## [YANG HARUS DIKERJAKAN]
(1) Menurut kutipan tentang moderasi beragama, kapan seminar itu dilaksanakan?
(2) Tulis ulang bagian kutipan tentang moderasi beragama yang dimulai dari "Moderasi Beragama dalam" dan berakhir pada "21 Februari 2023.", dengan menukar "seminar" menjadi "diskusi".

Moderasi Beragama dalam Dialog

Program studi Magister (S2) Studi Agama-Agama (SAA) Pascasarjana UIN SGD Bandung bekerjasama dengan Gereja Katolik Hati Kudus, Tasikmalaya melaksanakan seminar dengan tema Moderasi Beragama di Masyarakat Perkotaan”.  Kegiatan ini dilaksanakan di Aula Gereja Katolik Hati Kudus, Tasikmalaya pada 21 Februari 2023.

Di awal seminar, Romo Fabianus Muktiyarso—pemimpin Gereja Katolik Hati Kudus—menjelaskan tentang peristiwa kelam tahun 1996 yakni perusakan gereja oleh sekelompok oknum masyarakat. Persitiwa ini menyebabkan luka mendalam bagi umat Katolik di Tasikmalaya. “Bagi kami, ini adalah peristiwa Tragedi Intoleransi yang tidak mau terulang lagi. Saat itu, tidak hanya luka fisik yang kami rasakan, tetapi juga luka psikis.”, ujar Romo Fabianus.

## [Data Terkumpul]
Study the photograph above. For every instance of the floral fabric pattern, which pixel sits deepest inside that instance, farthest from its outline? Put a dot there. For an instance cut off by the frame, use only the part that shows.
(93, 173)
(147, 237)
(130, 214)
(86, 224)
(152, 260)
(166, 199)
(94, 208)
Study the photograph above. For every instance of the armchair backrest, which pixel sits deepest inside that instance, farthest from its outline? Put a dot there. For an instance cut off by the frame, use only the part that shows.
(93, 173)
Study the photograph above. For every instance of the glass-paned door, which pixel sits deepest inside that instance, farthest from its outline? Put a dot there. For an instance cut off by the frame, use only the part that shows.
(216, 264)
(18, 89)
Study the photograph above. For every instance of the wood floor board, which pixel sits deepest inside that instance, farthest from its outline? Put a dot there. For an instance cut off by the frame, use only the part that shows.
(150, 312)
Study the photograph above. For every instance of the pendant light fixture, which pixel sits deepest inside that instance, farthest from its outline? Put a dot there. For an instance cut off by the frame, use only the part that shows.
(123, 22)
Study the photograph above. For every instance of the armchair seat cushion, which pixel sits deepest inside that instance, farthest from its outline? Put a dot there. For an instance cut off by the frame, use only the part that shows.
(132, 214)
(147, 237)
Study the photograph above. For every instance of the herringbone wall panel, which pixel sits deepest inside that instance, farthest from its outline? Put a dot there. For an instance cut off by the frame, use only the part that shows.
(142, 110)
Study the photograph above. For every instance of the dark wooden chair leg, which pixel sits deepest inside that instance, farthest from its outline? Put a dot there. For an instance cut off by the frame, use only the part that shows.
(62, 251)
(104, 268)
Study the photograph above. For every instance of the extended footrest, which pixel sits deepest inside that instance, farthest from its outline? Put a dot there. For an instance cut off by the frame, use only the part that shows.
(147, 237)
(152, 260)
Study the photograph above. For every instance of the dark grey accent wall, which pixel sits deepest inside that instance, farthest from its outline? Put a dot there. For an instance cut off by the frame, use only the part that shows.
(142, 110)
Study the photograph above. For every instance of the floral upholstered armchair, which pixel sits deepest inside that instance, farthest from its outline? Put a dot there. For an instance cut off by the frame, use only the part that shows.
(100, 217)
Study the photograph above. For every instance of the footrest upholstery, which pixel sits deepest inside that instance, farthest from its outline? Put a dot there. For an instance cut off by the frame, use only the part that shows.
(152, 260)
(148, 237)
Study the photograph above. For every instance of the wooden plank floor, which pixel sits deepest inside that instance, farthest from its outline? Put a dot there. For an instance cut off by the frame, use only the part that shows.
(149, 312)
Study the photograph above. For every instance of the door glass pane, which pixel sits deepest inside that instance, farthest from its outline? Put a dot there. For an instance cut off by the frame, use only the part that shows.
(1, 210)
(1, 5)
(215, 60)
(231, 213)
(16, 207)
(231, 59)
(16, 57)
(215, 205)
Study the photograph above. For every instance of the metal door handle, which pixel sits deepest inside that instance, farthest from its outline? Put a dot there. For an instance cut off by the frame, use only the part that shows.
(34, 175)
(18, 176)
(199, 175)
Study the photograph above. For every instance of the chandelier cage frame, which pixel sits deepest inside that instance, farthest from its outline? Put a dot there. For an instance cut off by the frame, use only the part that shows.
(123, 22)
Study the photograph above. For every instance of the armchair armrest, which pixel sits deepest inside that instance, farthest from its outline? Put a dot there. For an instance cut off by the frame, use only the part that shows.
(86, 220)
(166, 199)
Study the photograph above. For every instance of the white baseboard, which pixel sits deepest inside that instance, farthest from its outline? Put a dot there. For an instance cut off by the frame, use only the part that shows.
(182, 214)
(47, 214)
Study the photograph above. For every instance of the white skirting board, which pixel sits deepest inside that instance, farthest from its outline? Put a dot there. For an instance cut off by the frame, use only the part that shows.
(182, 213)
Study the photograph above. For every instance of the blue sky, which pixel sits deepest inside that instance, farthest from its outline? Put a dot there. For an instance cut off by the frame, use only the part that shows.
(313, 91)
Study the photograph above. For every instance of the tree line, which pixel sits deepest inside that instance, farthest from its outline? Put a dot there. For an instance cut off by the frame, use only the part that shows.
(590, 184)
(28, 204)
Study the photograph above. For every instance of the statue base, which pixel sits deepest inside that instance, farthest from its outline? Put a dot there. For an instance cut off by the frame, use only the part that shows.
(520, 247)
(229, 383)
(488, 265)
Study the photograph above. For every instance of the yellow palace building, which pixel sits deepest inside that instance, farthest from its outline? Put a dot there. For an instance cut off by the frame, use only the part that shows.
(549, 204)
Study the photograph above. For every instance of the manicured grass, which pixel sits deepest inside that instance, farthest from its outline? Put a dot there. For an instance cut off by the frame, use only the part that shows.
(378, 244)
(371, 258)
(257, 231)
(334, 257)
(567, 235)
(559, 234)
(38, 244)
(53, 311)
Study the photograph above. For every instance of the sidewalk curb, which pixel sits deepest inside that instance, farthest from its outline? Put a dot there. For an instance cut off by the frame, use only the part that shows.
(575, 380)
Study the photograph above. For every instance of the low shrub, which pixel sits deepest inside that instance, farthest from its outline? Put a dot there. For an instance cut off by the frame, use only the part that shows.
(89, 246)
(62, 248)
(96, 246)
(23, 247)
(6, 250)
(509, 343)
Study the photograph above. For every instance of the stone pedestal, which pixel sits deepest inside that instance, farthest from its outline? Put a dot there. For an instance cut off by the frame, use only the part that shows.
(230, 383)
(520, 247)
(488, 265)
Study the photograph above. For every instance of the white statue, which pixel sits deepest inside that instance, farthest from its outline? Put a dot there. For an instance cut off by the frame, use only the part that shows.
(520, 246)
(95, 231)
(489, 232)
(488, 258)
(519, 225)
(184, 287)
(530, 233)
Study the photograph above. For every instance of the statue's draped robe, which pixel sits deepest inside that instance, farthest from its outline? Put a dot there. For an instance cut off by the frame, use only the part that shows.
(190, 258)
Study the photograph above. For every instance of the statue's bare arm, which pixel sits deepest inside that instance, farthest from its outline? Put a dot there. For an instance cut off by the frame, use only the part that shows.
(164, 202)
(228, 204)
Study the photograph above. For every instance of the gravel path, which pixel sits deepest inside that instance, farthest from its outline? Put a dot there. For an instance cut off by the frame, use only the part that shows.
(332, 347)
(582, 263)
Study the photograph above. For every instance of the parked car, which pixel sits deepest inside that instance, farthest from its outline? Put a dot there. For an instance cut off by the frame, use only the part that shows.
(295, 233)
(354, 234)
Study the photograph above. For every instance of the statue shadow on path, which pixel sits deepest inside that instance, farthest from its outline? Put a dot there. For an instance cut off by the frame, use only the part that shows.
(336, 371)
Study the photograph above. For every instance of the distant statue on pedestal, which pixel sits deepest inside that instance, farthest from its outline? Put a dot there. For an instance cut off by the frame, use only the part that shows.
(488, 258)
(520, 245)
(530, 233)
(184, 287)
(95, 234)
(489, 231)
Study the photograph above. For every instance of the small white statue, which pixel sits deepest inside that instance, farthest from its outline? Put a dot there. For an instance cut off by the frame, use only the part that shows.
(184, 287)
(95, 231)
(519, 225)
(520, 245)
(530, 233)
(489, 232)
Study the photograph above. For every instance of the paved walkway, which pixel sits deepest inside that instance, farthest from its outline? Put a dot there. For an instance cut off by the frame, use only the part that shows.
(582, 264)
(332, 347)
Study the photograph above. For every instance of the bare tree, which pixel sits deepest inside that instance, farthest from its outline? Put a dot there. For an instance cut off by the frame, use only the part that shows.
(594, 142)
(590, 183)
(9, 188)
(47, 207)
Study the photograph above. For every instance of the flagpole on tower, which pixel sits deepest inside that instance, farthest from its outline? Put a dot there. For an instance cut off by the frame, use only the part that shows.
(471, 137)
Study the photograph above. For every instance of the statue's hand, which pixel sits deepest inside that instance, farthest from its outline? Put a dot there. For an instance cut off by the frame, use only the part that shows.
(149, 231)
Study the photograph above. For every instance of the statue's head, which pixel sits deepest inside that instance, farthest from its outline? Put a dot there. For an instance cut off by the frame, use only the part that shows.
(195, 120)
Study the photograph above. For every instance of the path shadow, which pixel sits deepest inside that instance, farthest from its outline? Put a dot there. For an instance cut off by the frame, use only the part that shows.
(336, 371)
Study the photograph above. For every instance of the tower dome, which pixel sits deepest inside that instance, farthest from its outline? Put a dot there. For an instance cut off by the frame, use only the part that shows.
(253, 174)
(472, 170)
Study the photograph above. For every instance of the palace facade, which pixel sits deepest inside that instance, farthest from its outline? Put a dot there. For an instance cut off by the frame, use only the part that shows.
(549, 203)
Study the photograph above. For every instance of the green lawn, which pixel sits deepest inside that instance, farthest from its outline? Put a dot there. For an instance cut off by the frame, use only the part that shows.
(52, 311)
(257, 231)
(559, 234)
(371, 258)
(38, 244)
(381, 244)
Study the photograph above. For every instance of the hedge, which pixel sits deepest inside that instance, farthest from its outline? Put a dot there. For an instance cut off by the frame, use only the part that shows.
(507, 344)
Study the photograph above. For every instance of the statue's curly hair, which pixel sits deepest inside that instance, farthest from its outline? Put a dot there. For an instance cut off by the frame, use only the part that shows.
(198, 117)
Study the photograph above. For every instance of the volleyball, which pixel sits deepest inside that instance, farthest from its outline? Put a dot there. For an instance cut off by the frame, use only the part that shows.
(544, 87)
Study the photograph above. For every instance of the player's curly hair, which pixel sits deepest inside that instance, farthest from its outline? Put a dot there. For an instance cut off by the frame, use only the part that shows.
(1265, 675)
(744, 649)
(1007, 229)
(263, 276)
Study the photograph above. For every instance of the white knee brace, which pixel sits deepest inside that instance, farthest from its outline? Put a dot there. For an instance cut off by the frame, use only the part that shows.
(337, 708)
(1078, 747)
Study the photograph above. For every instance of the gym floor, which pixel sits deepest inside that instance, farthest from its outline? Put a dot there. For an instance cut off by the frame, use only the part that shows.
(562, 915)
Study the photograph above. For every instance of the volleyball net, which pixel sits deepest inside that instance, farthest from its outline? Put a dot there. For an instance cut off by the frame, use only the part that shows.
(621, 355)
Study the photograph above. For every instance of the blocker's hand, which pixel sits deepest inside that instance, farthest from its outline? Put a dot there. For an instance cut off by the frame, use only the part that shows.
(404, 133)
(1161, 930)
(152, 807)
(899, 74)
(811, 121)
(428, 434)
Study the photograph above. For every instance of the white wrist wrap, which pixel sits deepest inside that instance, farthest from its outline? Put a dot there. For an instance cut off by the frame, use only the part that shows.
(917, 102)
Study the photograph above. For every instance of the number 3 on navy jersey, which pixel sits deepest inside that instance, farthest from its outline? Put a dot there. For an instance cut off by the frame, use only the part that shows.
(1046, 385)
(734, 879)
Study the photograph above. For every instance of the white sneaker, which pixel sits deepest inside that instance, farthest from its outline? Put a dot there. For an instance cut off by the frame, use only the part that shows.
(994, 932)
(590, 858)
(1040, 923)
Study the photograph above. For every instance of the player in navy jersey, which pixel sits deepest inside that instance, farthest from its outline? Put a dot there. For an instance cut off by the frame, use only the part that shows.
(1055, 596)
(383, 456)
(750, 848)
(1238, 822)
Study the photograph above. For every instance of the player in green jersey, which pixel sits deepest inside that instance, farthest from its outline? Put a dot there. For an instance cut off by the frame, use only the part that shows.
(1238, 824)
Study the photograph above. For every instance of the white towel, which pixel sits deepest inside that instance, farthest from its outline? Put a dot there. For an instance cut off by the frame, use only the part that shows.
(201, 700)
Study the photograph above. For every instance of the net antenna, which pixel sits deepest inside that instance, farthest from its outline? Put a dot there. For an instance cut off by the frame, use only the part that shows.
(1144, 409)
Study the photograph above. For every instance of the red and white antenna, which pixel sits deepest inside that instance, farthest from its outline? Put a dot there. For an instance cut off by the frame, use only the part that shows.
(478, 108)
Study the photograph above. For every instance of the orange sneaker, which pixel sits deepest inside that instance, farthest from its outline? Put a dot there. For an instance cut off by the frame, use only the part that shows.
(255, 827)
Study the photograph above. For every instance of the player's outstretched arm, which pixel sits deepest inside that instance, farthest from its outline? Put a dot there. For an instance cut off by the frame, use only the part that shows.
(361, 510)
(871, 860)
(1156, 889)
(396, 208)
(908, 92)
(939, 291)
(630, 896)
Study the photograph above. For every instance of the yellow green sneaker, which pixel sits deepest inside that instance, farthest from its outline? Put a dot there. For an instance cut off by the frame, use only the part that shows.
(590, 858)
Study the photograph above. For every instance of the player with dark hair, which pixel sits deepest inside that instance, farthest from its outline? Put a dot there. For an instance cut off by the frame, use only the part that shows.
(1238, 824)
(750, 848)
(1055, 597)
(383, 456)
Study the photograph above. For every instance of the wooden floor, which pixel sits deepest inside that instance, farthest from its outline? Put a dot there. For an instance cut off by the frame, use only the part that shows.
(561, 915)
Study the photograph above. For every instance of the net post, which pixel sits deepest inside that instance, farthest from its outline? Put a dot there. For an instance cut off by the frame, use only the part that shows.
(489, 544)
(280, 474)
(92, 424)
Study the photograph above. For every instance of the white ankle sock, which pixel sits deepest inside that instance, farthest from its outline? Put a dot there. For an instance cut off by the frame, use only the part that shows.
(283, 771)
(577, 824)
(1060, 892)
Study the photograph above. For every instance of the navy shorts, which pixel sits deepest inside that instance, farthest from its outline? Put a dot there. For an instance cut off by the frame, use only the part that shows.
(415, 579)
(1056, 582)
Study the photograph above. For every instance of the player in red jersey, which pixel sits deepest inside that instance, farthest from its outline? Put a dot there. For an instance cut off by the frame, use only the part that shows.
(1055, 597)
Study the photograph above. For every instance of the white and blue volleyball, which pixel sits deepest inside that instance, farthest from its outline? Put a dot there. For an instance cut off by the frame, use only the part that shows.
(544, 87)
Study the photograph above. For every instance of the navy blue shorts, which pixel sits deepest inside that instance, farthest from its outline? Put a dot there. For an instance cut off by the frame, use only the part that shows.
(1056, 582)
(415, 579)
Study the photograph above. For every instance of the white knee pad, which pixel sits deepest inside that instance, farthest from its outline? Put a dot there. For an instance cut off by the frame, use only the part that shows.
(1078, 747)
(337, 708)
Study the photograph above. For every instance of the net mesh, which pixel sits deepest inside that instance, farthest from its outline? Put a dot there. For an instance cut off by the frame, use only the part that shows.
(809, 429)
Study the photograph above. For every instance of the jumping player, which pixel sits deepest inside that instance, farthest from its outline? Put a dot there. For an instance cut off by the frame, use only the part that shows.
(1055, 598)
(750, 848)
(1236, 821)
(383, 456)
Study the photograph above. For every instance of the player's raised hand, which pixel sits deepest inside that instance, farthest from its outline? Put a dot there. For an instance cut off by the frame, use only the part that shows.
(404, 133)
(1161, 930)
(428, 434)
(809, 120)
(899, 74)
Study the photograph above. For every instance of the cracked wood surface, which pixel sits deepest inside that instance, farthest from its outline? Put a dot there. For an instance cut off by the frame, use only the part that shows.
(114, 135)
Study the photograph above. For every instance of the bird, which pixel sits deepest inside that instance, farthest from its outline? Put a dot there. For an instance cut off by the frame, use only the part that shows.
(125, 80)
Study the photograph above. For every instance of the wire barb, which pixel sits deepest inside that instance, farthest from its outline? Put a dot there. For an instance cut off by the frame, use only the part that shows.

## [JAWABAN BERURUTAN]
(1) Pada 21 Februari 2023.

(2)
Moderasi Beragama dalam Dialog

Program studi Magister (S2) Studi Agama-Agama (SAA) Pascasarjana UIN SGD Bandung bekerjasama dengan Gereja Katolik Hati Kudus, Tasikmalaya melaksanakan diskusi dengan tema Moderasi Beragama di Masyarakat Perkotaan”.  Kegiatan ini dilaksanakan di Aula Gereja Katolik Hati Kudus, Tasikmalaya pada 21 Februari 2023.